## The exercise
Gather every line of the listing below that contains the string "keyed", matching case exactly.

## Provided entries

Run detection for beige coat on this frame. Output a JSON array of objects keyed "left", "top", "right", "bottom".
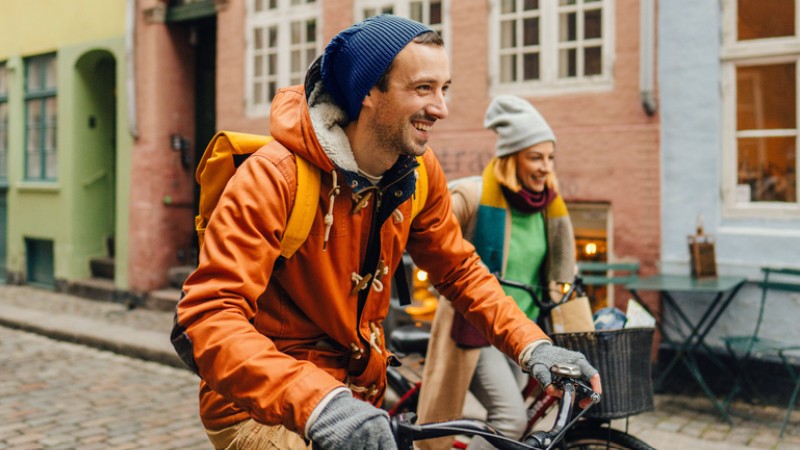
[{"left": 416, "top": 177, "right": 575, "bottom": 450}]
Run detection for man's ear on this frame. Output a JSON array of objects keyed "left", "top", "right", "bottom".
[{"left": 361, "top": 87, "right": 378, "bottom": 109}]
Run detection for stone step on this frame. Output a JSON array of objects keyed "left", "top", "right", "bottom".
[
  {"left": 142, "top": 288, "right": 181, "bottom": 311},
  {"left": 167, "top": 266, "right": 195, "bottom": 289},
  {"left": 89, "top": 257, "right": 115, "bottom": 280},
  {"left": 57, "top": 277, "right": 137, "bottom": 306}
]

## Exercise result
Run detection for beige coat on this frame. Output a JSON array of objects keyed "left", "top", "right", "bottom".
Run detection for man's ear on this frame. Output a JSON array of objects keyed "left", "top", "right", "bottom".
Run detection for stone step on this frame. Output a JSON array of objects keyed "left", "top", "right", "bottom".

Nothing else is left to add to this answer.